Exercises to complete –
1/ Which people does the piece on stone-throwing at trains mention by name?
2/ How would you render this sentence from the piece on stone-throwing at trains in Spanish: "They target those train passengers who sit and hold mobile phones or other expensive gadgets in hand beside the window."
3/ Carry on the piece about stone-throwing at trains from the point where it stops.

Supplied text –

Instantly, she was taken to Sitakunda Health Complex and later shifted to Chittagong Medical College Hospital where attending doctors declared her dead. In the next year, a similar incident was reported near Shitakundu Station where Arup Chakraborty, a bank official, reportedly sustained severe injuries on his eyes after being hit by a stone, again thrown by an unidentified miscreant and permanently lost one of his eyes.
Although Bangladesh Railway (East Zone), following the tragic death of Priti Das, had launched a campaign from Pahartali in Chittagong to Feni to build awareness among people living beside railway tracks to stop throwing stones at trains, the campaign could not prove successful since the news of such untoward incidents still appear in our social and mass media.
However, these mischievous acts remind us of the fable of Aesop. According to the fable, some boys were playing one day at the edge of a pond in which lived a family of frogs. The boys used to amuse themselves by throwing stones into the pond so as to make them skip on top of the water. The stones were flying thick and fast and the boys were enjoying themselves very much; but the poor frogs in the pond were trembling with fear. At last one of the frogs, the oldest and bravest, put his head out of the water, and said, “Oh, please, dear children, stop your cruel play!
Though it may be fun for you, it means death to us!” The similar things happen to some of mischief makers who find hilarity by hurling stones at the moving trains, especially some youngsters are found to engage themselves in this wanton game.
Nevertheless, the miscreants do the evil works not only for perverted pleasure but for monetary gain as well. They target those train passengers who sit and hold mobile phones or other expensive gadgets in hand beside the window. A video clip telecast by Ityadi, a popular television programme aired in Bangladesh Television (BTV) shows that a group of people with machetes attacked a passenger of a running train to snatch away his electronic gadget and the passenger underwent severe injury. Luckily, he could escape the fatality.

Exercise data –
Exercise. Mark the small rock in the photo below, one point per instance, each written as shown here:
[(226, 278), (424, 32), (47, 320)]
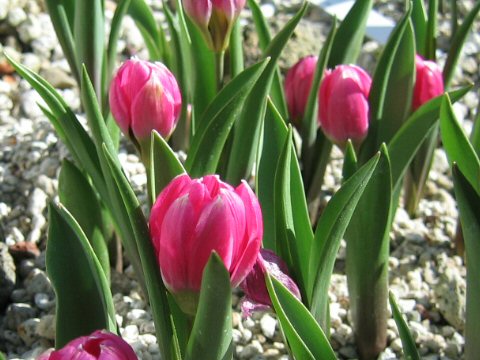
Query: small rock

Responses to the tasks –
1/ Arup Chakraborty, Priti Das, Aesop

2/ Atacan a los pasajeros del tren que se sientan junto a la ventanilla con teléfonos móviles u otros aparatos costosos en la mano.

3/
These stone-throwing menaces in trains make us ponder over some crucial matters which really need to be addressed well. It is often opined that though there are laws enough to punish the perpetrators, no significant action is yet taken against those involved in hurling stones at the moving trains and in consequence, no sense of apprehension and penitence have not been aroused in those perpetrators. While the views can, by no means, be flouted, none should also forget that laws alone cannot bar such kind of malicious acts. If our moral values degenerate, if our humanity, conscience as well as social awareness remain dormant, if we turn our eyes to our own interest and remain averse to voicing out against these perpetrators and their heinous acts, only the howling of victims and their near and dear ones will be heard and thus, will continue. Even their tears cannot enkindle our numb feelings. Truth be told, simply we will continue to read the news of these mischievous crimes on newspapers, will criticise those malicious crimes both in public and social media. Sometimes, we will write columns on the tragic demise of the victims and express our condolences to the bereaved families. Or, a storm of discussions will, further, be initiated in TV Talk Shows. And following a few days or months, again we will disremember everything and will be busy with another new issue. But do we really know: Who amongst us taking train journey as a safer mode of transportation to reach our near and dear ones will be the next victim of pelting stones?